> **SHORT TASK**
Reproduce the items below verbatim, starting at the line that contains "of the snow-covered" and ending at the last line of the items, with both ends included.

━━━━━━━━━━━━━━━━━━━━

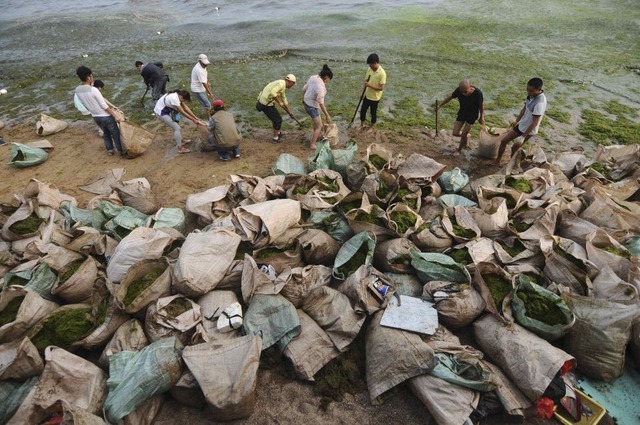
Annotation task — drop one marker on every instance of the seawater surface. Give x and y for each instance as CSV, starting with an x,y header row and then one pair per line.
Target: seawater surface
x,y
587,52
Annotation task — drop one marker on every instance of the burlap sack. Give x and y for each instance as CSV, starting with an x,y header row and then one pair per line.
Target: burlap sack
x,y
393,356
210,204
135,139
203,261
187,391
142,243
19,359
32,309
508,345
264,222
318,247
227,374
47,125
77,288
73,379
300,281
458,304
393,256
280,256
137,290
332,310
212,304
420,170
599,338
128,337
164,319
311,350
359,288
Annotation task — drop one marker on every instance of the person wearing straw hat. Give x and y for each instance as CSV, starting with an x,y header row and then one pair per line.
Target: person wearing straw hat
x,y
471,109
200,86
224,137
272,94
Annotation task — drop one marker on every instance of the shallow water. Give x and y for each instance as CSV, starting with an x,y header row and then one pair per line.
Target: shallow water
x,y
587,53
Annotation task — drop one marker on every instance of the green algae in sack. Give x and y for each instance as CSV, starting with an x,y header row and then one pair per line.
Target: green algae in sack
x,y
460,255
63,329
244,248
270,252
17,280
541,309
10,311
370,218
30,224
329,184
377,161
178,306
383,190
520,184
357,260
498,286
514,250
404,219
511,203
70,270
345,207
576,262
137,286
612,250
411,202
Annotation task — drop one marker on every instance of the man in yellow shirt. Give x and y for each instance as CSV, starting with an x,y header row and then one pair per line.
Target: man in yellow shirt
x,y
376,78
273,93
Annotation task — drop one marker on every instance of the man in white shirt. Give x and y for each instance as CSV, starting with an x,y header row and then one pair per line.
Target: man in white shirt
x,y
103,114
200,86
528,121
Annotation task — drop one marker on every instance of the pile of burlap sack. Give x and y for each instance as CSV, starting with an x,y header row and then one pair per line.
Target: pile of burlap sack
x,y
291,262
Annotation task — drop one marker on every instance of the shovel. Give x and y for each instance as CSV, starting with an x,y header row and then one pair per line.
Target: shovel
x,y
358,107
437,118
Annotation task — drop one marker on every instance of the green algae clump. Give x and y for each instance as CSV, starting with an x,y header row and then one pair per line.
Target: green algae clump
x,y
137,286
377,161
498,286
63,329
520,184
405,220
30,224
70,270
10,311
178,306
354,263
460,256
541,309
623,254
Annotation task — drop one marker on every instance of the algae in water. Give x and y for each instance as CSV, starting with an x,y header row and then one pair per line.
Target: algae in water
x,y
404,219
10,311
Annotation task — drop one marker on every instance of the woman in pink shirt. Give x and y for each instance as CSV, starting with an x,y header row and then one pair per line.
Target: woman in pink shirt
x,y
314,92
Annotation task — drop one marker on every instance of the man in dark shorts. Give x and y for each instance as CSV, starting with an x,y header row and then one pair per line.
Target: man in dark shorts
x,y
154,77
471,109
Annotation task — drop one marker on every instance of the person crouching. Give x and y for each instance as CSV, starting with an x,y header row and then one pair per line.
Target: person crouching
x,y
224,137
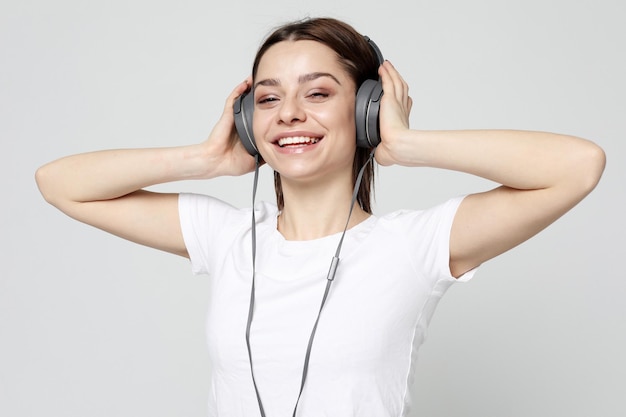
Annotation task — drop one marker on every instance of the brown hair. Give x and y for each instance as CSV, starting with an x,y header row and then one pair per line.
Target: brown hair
x,y
359,61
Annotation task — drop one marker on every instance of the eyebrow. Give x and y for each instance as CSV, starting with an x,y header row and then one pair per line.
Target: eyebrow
x,y
273,82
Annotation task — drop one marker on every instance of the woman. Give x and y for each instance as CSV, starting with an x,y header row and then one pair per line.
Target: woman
x,y
281,340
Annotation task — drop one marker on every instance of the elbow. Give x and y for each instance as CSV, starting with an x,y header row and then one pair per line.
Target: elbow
x,y
44,184
590,166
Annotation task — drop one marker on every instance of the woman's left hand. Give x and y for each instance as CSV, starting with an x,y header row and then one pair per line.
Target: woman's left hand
x,y
394,115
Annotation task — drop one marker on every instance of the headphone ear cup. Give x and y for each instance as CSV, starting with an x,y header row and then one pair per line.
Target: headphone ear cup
x,y
243,109
367,108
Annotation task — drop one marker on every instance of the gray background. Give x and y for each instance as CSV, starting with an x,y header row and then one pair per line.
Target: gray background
x,y
91,325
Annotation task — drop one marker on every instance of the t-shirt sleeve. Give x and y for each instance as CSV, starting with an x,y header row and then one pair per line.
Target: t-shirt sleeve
x,y
203,221
433,252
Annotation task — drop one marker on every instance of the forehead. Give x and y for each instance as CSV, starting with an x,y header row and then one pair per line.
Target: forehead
x,y
298,57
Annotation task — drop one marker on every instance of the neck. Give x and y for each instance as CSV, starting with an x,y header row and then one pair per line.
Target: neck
x,y
312,211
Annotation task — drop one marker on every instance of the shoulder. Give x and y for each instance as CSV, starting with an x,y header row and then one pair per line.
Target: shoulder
x,y
435,217
201,208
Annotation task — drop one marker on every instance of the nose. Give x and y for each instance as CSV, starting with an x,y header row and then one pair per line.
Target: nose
x,y
291,111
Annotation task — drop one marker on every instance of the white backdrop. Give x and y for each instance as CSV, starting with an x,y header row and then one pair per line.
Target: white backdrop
x,y
91,325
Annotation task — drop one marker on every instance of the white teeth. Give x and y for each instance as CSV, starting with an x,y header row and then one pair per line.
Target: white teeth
x,y
296,140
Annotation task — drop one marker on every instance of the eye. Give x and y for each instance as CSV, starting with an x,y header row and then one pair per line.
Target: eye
x,y
267,100
318,95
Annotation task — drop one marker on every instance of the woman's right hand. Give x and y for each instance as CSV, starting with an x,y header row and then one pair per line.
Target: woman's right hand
x,y
105,189
227,155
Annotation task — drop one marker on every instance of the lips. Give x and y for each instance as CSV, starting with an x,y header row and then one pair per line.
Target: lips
x,y
297,141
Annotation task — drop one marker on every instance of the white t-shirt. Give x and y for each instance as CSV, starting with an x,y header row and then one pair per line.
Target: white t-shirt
x,y
392,272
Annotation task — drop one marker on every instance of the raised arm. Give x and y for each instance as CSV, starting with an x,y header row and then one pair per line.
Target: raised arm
x,y
543,175
105,188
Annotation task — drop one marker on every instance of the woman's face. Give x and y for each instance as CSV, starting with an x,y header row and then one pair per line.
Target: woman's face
x,y
304,111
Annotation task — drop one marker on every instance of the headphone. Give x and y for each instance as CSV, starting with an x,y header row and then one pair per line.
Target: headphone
x,y
367,107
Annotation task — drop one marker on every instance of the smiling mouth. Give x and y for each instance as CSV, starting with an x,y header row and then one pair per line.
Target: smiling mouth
x,y
297,141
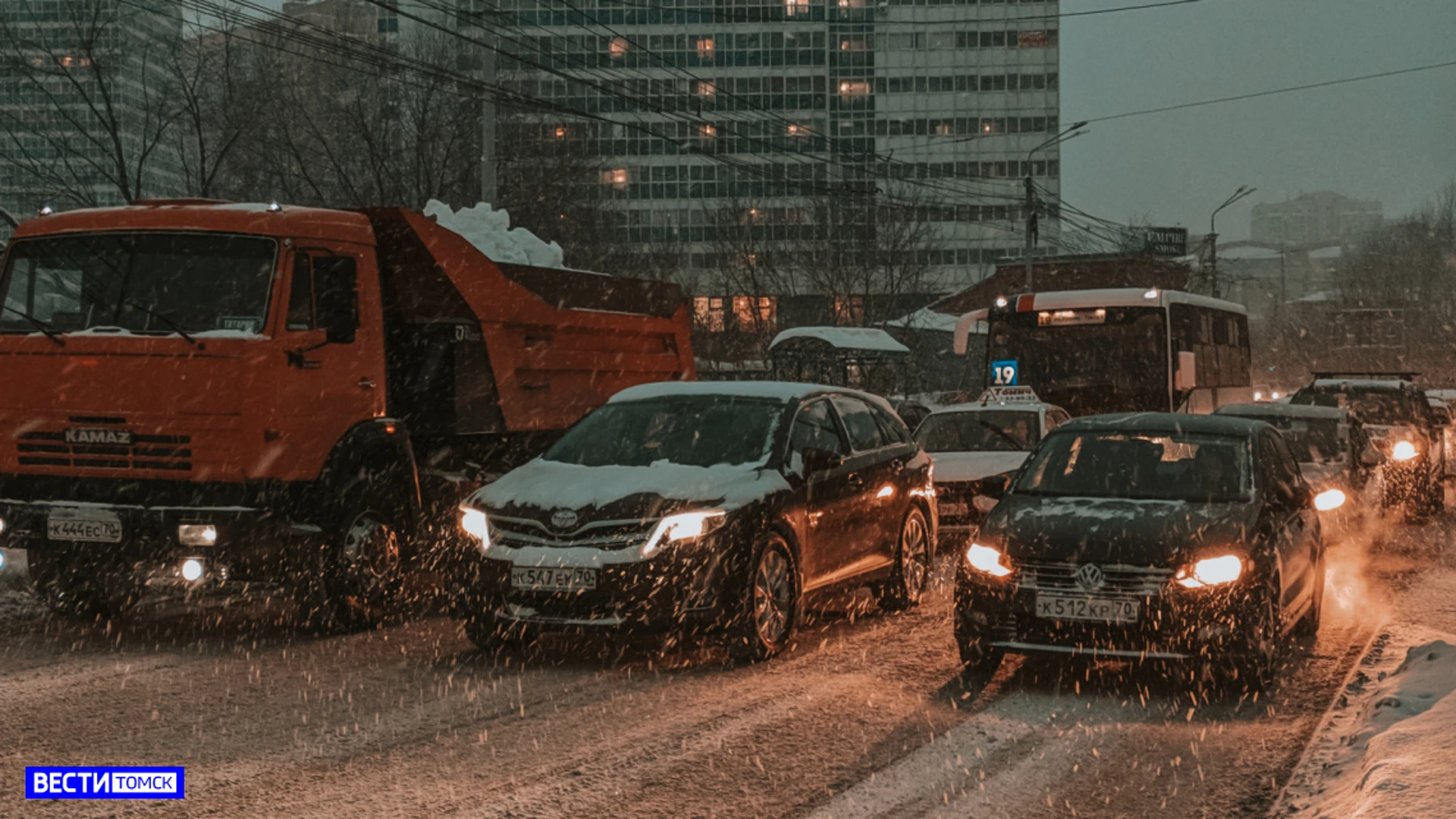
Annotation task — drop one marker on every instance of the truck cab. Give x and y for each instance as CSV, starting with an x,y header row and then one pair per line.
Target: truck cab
x,y
210,392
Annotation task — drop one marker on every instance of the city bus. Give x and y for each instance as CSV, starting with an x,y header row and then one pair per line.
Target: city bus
x,y
1122,350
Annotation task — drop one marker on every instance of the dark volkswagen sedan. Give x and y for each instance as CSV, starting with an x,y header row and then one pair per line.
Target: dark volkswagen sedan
x,y
1147,537
704,507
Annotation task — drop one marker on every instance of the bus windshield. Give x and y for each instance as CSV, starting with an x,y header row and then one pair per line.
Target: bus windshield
x,y
1116,366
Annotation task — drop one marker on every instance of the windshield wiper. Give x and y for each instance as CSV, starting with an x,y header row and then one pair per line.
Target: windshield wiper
x,y
172,324
38,324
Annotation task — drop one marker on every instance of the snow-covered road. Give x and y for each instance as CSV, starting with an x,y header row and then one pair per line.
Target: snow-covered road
x,y
864,717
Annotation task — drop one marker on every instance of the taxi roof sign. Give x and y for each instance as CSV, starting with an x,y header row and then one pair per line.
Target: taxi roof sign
x,y
1009,395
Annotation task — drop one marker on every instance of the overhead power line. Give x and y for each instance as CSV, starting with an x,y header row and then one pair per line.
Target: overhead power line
x,y
1273,93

━━━━━━━━━━━━━━━━━━━━

> **TASK RESULT**
Annotation task — drop one marker on every instance of the snow-covered road. Give x and y for each instance as CSV, starting with an x,y header row and then one pair per line.
Target: snow-covered road
x,y
864,717
Annotation task — drop one marker on every instance of the taxi roof sign. Give x and y for each instance as CSV, starting with an x,y header row and then one pair per line.
Target: taxi roof sign
x,y
1009,395
Annotation task — drop one marker on every instance of the overhead power line. Give x and y for each instance as CSV, starting with an x,y header row and then one pair per line.
Target: overhead power line
x,y
1273,93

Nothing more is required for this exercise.